■ Exercise requirements
Entries follow. Set all of them down as they stand.

■ Data shown
====================
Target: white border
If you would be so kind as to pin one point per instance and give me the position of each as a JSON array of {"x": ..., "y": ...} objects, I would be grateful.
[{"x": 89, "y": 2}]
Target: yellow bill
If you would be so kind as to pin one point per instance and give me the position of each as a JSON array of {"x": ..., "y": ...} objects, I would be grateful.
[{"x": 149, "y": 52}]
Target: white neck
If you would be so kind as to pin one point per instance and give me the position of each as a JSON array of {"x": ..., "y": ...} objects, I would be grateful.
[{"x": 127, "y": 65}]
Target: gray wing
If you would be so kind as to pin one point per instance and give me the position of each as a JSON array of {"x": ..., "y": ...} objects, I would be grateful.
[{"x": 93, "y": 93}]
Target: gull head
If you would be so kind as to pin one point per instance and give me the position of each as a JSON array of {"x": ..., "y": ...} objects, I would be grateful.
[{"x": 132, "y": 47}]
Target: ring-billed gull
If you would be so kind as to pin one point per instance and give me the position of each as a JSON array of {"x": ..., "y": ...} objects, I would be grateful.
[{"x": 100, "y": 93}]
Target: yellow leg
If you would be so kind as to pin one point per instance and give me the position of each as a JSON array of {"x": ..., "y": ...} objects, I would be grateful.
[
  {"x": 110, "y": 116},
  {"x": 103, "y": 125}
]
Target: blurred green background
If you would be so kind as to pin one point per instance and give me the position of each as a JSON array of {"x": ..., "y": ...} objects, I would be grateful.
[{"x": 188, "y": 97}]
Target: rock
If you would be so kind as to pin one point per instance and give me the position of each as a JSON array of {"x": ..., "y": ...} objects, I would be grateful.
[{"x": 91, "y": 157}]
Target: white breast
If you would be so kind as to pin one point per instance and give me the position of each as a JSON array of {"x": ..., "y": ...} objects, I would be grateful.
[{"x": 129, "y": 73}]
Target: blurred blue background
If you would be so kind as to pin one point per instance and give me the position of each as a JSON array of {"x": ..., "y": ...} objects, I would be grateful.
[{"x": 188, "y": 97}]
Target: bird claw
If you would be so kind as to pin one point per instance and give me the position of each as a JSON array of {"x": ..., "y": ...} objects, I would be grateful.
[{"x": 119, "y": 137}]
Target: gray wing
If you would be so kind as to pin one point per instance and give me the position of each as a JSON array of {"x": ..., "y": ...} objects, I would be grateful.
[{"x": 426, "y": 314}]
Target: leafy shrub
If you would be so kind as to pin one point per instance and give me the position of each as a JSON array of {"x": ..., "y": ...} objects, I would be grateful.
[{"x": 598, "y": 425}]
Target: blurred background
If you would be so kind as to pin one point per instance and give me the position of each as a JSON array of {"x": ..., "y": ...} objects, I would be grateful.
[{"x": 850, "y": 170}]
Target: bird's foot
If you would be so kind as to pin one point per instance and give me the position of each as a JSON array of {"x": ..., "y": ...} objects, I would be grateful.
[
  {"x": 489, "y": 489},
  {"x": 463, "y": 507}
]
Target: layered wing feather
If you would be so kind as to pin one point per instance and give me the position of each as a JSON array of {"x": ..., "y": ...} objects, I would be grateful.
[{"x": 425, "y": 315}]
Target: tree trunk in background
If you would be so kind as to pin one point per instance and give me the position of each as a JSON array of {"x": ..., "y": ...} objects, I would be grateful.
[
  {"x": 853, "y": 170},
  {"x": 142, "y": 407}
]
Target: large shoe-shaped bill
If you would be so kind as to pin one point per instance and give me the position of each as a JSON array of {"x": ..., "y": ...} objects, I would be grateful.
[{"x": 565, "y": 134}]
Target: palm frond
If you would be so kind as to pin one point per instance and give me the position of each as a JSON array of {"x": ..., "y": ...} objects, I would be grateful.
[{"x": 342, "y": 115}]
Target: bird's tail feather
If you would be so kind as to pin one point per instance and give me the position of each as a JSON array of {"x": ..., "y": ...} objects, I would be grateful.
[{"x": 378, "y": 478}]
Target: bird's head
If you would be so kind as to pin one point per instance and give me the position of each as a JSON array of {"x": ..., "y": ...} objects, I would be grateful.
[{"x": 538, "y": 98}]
====================
■ Solution for this problem
Target: white border
If you would be so kind as to pin one point per instance and give me the position of each as a JSON array of {"x": ..., "y": ...} objects, I would be grateful.
[{"x": 89, "y": 2}]
Target: yellow bill
If you would be so kind as to pin one point per instance and give me the position of each as a JSON array of {"x": ..., "y": ...} objects, I would be grateful.
[{"x": 149, "y": 52}]
Target: white neck
If you would be so kind as to pin one point per instance and give me the position of each as a JSON array of {"x": ..., "y": ...} objects, I would be grateful.
[{"x": 127, "y": 65}]
Target: gray wing
If you would be so kind as to pin one point per instance and give me the position of each as a JSON array of {"x": ..., "y": ...} objects, I would be grateful.
[{"x": 93, "y": 93}]
Target: gull head
If you would be so kind as to pin one point per instance and give me the position of each as a JSON array of {"x": ..., "y": ...} objects, I would be grateful.
[{"x": 132, "y": 47}]
Target: ring-billed gull
If you would be so kind as to pin one point per instance and give me the position of each as a JSON array of {"x": ..., "y": ...} objects, I would be grateful.
[{"x": 100, "y": 93}]
Target: yellow leg
If you would be so kind as to pin one point per instance and give me the position of each as a JSON array of {"x": ..., "y": ...} objects, I would be grateful.
[
  {"x": 110, "y": 116},
  {"x": 103, "y": 125}
]
Target: blurred green background
If you would be so kind as to pin one point per instance and give me the position of each as a JSON array of {"x": ..., "y": ...} objects, I would be grateful.
[{"x": 188, "y": 97}]
Target: rock
If you would be so kind as to pin one point per instance and give me the position of each as a JSON array of {"x": ..., "y": ...} objects, I would be grateful.
[{"x": 91, "y": 157}]
Target: white breast
If you would be so kind as to pin one point per instance and give me the position of each as a JSON array of {"x": ..., "y": ...} objects, I would be grateful.
[{"x": 129, "y": 73}]
Target: blurred blue background
If you would be so kind as to pin one point per instance and give me the position of each as a JSON array of {"x": ..., "y": ...} objects, I would be grateful.
[{"x": 188, "y": 97}]
Target: bird claw
If you would be so kind as to pin one point per instance and give me the position of each as a JSON array of {"x": ..., "y": ...} objects, I would be grateful.
[{"x": 119, "y": 137}]
Target: gray wing
If you would be so kind as to pin one point per instance and give me the position of each as a JSON array of {"x": ..., "y": ...} objects, I would be grateful.
[{"x": 426, "y": 314}]
Target: leafy shrub
If you would be so kind as to pin one point per instance and give me the position of each as a JSON array of {"x": ..., "y": ...} objects, I would be grateful.
[{"x": 598, "y": 425}]
Target: blurred background
If you would be so kind as to pin one point per instance and give me the position of each as a JSON array of {"x": ..., "y": ...} objects, I would be grateful.
[{"x": 850, "y": 170}]
Target: bird's foot
If you would be so kind as to pin one point per instance and give me the position of each as a JSON array of {"x": ..., "y": ...} objects, I would be grateful.
[
  {"x": 489, "y": 489},
  {"x": 463, "y": 507}
]
Target: layered wing feather
If you would be so kind as to pin one point per instance and give me the position of each as a JSON array of {"x": ..., "y": ...} objects, I would be grateful.
[{"x": 425, "y": 315}]
Target: tree trunk in background
If you would be so kind as to pin one point per instance and give me the position of each as a JSON array of {"x": ..., "y": ...} objects, I would be grateful.
[
  {"x": 853, "y": 170},
  {"x": 142, "y": 407}
]
Target: large shoe-shaped bill
If you would be so kind as to pin one point per instance and give me the position of each as a JSON array of {"x": ..., "y": ...} objects, I would be grateful.
[{"x": 565, "y": 134}]
Target: palm frond
If you would be so kind as to pin one point per instance and give me the position of each as a JSON array of {"x": ..., "y": ...} objects, I would be grateful.
[{"x": 342, "y": 115}]
Target: bird's tail feather
If you would be so kind as to pin one point per instance and give me the position of each as a JSON array of {"x": ..., "y": ...} objects, I would be grateful.
[{"x": 378, "y": 478}]
Target: bird's head
If you would be so kind as to pin one point per instance and give me the position of each as a JSON array of {"x": ..., "y": ...} objects, I would be grateful.
[{"x": 538, "y": 98}]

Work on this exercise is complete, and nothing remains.